§ **GIVEN DATA**
_ _ _ _

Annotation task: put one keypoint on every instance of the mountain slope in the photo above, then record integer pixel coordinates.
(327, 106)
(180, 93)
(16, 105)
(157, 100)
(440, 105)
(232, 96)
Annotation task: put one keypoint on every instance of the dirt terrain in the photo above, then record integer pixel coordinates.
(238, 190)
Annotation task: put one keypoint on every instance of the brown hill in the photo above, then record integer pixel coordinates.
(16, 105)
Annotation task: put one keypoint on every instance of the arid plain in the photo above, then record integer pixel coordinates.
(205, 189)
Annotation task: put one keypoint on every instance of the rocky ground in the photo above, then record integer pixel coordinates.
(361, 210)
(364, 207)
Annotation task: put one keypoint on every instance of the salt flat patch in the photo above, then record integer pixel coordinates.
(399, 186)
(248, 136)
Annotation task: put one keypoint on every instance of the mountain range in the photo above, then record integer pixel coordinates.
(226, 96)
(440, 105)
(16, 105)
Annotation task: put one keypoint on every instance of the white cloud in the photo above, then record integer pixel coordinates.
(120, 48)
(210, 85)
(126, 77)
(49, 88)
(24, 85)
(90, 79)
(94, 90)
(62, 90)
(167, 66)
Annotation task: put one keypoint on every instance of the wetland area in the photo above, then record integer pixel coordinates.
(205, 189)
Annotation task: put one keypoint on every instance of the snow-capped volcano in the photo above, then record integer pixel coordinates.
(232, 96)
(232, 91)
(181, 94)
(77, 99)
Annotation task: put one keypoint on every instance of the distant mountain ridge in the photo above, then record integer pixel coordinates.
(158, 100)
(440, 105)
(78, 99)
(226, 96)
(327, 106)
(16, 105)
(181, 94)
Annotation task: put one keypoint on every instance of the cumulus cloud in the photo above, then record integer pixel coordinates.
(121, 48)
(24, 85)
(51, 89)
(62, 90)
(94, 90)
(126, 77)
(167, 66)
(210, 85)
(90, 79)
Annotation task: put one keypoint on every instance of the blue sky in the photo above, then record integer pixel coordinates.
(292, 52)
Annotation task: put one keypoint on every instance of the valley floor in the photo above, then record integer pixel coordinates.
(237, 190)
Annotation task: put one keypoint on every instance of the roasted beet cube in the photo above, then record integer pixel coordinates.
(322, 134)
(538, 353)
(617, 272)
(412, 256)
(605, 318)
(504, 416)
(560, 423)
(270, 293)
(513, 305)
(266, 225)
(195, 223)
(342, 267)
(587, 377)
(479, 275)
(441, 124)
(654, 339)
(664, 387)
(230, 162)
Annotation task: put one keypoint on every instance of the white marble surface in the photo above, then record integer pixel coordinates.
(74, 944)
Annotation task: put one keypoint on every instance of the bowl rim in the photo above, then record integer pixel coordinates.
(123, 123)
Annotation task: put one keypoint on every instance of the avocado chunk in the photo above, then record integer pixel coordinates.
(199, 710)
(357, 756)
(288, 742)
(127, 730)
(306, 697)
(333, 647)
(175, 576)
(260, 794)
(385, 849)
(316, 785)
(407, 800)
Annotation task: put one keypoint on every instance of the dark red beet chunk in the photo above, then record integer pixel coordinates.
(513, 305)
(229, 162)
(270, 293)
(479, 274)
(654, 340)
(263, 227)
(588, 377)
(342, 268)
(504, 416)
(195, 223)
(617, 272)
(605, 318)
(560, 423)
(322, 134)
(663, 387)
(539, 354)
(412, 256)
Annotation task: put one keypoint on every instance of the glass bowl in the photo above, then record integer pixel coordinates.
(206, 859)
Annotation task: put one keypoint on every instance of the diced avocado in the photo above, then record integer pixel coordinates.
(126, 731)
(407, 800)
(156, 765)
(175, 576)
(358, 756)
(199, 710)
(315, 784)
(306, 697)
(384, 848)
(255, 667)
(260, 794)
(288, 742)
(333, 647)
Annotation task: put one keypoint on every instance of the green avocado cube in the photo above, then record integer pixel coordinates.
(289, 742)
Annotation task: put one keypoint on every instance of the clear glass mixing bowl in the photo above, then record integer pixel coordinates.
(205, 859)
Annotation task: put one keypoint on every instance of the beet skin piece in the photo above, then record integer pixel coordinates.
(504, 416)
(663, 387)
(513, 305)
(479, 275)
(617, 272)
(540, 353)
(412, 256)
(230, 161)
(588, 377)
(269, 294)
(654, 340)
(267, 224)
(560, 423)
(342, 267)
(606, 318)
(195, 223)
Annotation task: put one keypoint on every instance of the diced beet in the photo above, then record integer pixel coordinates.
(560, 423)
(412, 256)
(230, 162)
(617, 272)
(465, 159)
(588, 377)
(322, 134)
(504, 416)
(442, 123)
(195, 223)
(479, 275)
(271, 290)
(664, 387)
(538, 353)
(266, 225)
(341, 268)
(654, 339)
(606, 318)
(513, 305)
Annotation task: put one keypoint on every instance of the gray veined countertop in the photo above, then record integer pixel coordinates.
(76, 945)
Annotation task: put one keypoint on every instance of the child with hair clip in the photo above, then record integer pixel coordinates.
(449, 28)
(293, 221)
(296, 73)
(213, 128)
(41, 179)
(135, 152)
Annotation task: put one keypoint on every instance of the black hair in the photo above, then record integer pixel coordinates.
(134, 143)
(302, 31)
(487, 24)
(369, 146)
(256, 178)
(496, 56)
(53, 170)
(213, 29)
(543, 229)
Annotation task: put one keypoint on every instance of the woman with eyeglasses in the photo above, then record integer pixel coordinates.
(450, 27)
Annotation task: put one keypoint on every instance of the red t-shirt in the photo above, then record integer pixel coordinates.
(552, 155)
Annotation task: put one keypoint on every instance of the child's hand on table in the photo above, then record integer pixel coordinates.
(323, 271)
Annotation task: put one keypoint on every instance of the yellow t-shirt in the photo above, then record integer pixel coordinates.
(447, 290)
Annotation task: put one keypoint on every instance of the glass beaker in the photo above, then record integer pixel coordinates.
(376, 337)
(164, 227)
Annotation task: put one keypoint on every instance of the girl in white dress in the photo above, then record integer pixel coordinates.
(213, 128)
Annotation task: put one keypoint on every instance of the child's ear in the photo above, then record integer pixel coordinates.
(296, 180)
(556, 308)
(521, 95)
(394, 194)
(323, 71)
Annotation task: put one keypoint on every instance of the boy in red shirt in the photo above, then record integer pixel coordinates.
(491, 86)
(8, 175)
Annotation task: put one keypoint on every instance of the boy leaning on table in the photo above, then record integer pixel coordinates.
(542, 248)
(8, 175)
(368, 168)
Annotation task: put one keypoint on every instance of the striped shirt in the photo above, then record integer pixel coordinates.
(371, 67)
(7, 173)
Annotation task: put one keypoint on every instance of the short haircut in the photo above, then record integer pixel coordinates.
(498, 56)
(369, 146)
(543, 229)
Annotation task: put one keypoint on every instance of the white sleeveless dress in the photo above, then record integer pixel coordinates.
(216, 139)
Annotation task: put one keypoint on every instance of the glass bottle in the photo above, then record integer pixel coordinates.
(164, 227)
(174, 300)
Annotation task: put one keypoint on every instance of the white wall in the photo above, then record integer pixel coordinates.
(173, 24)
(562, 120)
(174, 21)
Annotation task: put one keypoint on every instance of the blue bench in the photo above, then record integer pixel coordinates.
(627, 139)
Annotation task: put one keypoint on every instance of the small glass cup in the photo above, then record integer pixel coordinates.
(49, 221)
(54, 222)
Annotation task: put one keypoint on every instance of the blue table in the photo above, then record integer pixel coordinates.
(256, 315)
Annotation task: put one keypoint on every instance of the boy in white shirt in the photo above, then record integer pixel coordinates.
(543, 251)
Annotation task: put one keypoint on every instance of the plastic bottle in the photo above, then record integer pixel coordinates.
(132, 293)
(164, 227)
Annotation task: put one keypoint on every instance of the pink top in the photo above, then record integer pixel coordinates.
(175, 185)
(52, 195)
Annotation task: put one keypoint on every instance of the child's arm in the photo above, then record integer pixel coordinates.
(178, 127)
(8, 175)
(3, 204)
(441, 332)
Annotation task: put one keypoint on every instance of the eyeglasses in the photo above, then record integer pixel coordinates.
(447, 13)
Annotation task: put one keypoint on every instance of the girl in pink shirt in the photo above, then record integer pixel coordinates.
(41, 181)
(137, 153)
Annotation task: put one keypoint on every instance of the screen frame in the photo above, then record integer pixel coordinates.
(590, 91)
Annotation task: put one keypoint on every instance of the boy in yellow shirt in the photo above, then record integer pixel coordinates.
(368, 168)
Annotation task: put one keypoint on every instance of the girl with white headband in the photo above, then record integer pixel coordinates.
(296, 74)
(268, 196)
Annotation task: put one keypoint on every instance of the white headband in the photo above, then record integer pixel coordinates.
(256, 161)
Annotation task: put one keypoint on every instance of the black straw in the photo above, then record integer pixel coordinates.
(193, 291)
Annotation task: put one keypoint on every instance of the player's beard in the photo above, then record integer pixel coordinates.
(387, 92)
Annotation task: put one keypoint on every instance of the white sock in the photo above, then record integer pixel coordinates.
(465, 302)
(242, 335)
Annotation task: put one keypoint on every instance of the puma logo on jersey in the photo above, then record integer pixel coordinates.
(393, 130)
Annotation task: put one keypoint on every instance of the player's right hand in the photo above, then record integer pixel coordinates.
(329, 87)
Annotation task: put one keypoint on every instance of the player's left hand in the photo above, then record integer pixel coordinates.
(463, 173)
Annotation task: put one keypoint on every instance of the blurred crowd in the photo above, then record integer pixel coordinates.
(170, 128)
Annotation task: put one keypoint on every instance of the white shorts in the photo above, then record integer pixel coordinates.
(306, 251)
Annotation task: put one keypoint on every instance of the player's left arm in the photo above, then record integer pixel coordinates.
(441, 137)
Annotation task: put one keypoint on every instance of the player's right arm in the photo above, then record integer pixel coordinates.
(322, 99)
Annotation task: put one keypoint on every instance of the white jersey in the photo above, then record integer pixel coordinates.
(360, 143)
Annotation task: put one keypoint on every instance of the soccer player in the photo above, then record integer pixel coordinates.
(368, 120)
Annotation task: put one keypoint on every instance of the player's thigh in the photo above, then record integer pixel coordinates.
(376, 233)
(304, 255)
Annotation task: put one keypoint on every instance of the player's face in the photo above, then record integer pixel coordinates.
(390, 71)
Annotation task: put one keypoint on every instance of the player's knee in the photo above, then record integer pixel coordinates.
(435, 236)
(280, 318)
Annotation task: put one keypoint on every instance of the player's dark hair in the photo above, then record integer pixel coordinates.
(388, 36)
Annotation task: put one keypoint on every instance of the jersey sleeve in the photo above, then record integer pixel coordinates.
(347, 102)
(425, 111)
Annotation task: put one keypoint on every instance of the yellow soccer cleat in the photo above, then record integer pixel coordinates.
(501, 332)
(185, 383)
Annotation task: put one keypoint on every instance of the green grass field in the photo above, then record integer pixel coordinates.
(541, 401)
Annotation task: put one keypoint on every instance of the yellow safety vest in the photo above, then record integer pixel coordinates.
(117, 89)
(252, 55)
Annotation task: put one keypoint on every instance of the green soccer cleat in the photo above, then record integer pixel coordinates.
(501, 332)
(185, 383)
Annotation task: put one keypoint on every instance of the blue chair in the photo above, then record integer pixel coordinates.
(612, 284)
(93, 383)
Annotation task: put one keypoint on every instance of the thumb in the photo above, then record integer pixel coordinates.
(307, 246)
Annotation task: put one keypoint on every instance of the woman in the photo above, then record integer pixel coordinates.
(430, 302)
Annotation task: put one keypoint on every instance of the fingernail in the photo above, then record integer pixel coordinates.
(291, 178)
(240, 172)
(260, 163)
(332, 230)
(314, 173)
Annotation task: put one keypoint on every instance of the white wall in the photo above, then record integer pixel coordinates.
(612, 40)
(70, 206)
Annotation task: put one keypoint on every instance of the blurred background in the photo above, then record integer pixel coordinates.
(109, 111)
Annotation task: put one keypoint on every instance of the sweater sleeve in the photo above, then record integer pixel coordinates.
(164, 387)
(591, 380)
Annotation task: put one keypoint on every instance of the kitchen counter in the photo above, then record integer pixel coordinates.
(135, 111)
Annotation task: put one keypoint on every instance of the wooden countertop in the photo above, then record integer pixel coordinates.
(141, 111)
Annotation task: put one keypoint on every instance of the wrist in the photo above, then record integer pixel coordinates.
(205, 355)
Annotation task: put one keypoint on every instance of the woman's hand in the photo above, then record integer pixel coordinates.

_ _ _ _

§ **INSTRUCTIONS TO FOLLOW**
Convert the items from the line containing "Annotation task: put one keypoint on every instance of the wrist" through the end of the items into a Markdown table with the columns Row and Line. Number each line, and leave out blank lines.

§ **RESPONSE**
| Row | Line |
|---|---|
| 1 | Annotation task: put one keypoint on every instance of the wrist in the photo above, then record integer pixel coordinates. |
| 2 | (205, 355) |
| 3 | Annotation task: put one keypoint on every instance of the woman's hand in the photo above, then record integer pixel coordinates. |